- _EXERCISE PASSAGE_:
For women at low or average risk, the study may show they do not need screening until age 50 years. For woman at very high risk, however, recommended screening would begin at age 40 years with screening every 6 months afterwards, alternating between annual mammograms and annual MRIs, or some strategy in between. Women at very high risk, also would receive individual counseling and information about how to reduce the risk of breast cancer, including through exercise and dietary habits.
Considering Women’s Screening Preferences
Ultimately, the WISDOM study is comparing these two differing screening strategies to determine if the personalized approach is as safe, has less adverse events, facilitates preventive interventions in high-risk women, and is preferred by women. To determine if the personalized arm is as safe, investigators are assessing the rate of later-stage cancers (stage 2B or higher) at diagnosis in each of the screening approaches. They also are evaluating the number of false positives and unnecessary biopsies that may arise in each arm, the most frequent problems caused by screening.
It is surprisingly common for women to be called back after a mammogram, especially if it is their first screen. Approximately 50% of women screened annually for 10 years in the United States will experience a false positive during that time and need to come back for an additional mammogram or other diagnostic workup. About 75% of biopsies turn out to be noncancerous. While that is good news for woman overall, additional testing can prove traumatic and may discourage some women from returning for further screening.

- _DATA_:
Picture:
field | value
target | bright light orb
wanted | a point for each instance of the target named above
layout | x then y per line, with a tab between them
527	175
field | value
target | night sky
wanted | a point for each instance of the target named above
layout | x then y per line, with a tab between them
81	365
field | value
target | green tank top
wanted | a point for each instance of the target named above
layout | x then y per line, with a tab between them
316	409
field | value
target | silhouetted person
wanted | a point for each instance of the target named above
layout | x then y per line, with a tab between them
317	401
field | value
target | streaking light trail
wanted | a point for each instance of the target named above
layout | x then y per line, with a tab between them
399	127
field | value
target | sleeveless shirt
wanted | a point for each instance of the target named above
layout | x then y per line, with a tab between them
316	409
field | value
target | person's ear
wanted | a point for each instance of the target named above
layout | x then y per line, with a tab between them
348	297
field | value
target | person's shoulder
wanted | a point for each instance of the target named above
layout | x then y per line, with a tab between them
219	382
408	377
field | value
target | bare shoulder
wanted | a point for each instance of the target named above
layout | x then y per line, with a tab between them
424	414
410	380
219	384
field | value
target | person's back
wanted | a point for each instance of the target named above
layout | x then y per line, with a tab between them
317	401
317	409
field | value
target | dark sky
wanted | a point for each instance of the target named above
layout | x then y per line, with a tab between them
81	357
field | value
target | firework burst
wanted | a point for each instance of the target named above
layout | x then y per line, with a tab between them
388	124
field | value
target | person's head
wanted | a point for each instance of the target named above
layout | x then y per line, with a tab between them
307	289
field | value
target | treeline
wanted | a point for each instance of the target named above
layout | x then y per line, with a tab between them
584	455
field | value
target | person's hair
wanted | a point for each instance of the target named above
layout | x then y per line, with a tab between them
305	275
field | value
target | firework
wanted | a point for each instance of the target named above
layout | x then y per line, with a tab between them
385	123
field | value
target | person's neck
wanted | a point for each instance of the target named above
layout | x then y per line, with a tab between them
==
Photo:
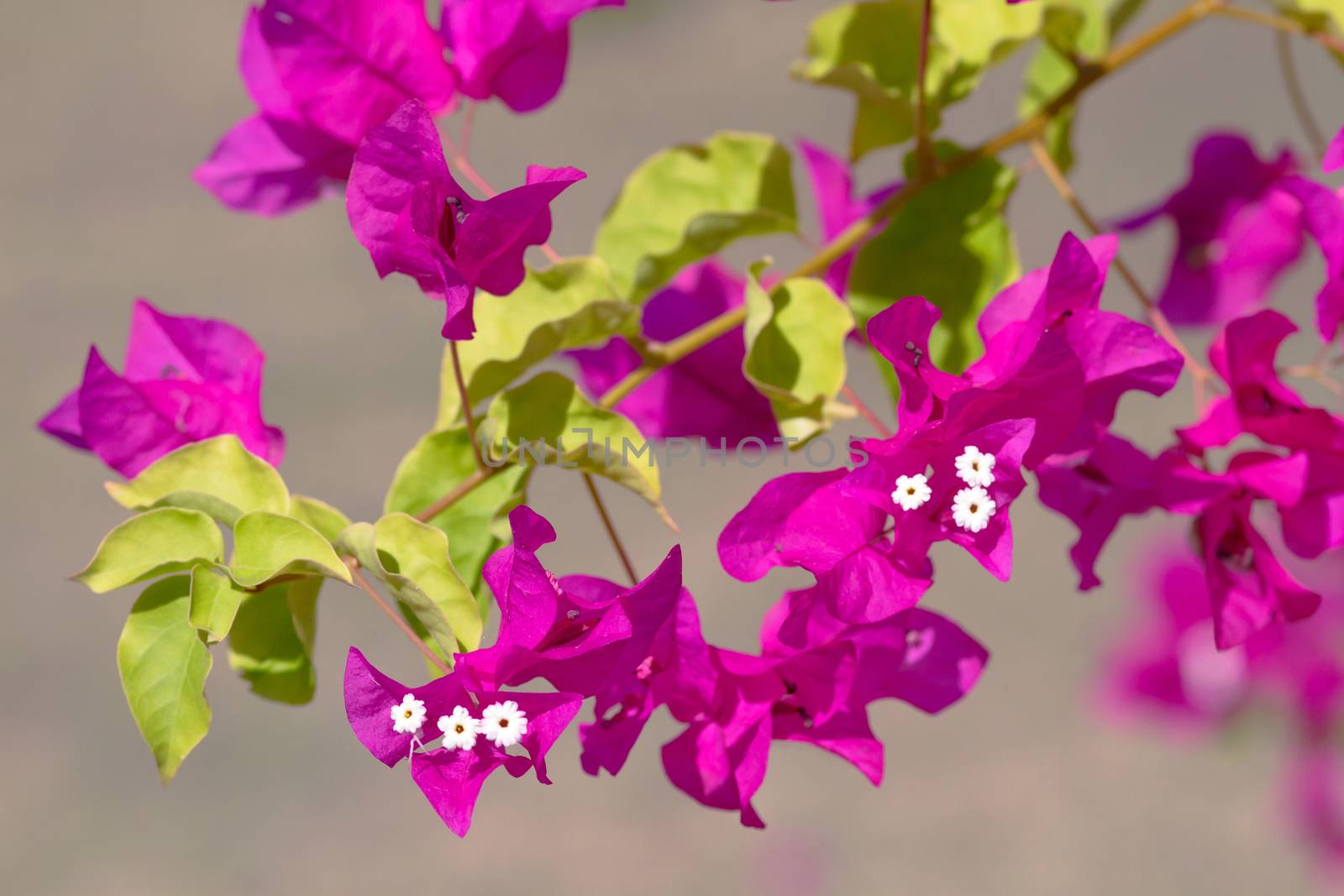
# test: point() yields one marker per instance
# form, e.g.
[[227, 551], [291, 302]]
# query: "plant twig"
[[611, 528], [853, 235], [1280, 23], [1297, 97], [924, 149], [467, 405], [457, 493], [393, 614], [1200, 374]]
---
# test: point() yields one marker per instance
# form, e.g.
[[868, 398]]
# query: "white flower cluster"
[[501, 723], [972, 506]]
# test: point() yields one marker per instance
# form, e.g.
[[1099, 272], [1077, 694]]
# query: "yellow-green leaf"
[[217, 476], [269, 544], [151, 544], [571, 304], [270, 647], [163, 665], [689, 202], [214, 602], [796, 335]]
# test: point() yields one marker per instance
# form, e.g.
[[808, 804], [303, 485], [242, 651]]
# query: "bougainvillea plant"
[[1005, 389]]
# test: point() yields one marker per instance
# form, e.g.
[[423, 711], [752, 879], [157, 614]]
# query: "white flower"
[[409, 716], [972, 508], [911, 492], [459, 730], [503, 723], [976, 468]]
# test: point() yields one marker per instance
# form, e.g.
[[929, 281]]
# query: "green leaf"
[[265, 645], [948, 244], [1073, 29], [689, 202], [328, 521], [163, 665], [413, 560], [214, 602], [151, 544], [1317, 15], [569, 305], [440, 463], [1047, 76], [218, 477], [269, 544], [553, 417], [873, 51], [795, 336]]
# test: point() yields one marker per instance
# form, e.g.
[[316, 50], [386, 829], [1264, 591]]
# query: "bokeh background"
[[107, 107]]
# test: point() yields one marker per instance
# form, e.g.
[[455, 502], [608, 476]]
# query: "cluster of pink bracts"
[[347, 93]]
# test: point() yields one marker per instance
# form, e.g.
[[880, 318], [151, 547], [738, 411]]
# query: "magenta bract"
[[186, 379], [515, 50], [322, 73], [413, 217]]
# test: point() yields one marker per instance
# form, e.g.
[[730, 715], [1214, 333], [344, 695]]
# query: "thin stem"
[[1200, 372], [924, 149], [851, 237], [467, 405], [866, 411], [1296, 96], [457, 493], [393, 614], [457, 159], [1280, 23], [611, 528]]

- _PROBLEM TO SOLVE_: Continue the passage on the WISDOM breast cancer screening study from the point where it stops.

- _EXPECTED ANSWER_:
Matching a woman’s screening frequency more precisely to her risk for developing breast cancer may help reduce the number of call backs and biopsies, while reducing a woman’s anxiety and lowering the costs of unneeded tests—all without compromising the benefit of mammography. In fact, there may be the opportunity to do more for some, while safely doing less for others, easily making up for the added costs of the new technologies.
So far, about 45,000 women, ages 40 to 74 years, have consented to be part of the study, which has a recruitment goal of 100,000. The study is open to any eligible woman online through the WISDOM website.
Initially, more than 80% of the women joining the study were non-Hispanic white women. Wanting to reach a more racially and ethnically diverse populations, the trial, with help from NCI funding, expanded to additional enrollment centers and engaged a dedicated Community Leadership Board. By 2021, the percentage of non-Hispanic white women was reduced to 73%. Rates of Black/AA participants went up from 1.7% to 8.1% in 2021. Participants who are Hispanic/Latino now represent about 10% of the total.
The WISDOM team has been working closely with the Community Leadership Board to identify new community connections, partnerships and opportunities to reach more diverse populations, so the trial can closely reflect the diversity of the United States.
The expectation, given the WISDOM study’s broad recruitment structure with enhanced diversity enrollment sites, is that it will help ensure diversity among participants and the inclusion of women who otherwise might not have the opportunity to participate and be represented in the study.
“The outreach methods being used in this study could help improve the recruitment of diverse populations for future cancer screening trials,” said Dr. Heckman-Stoddard.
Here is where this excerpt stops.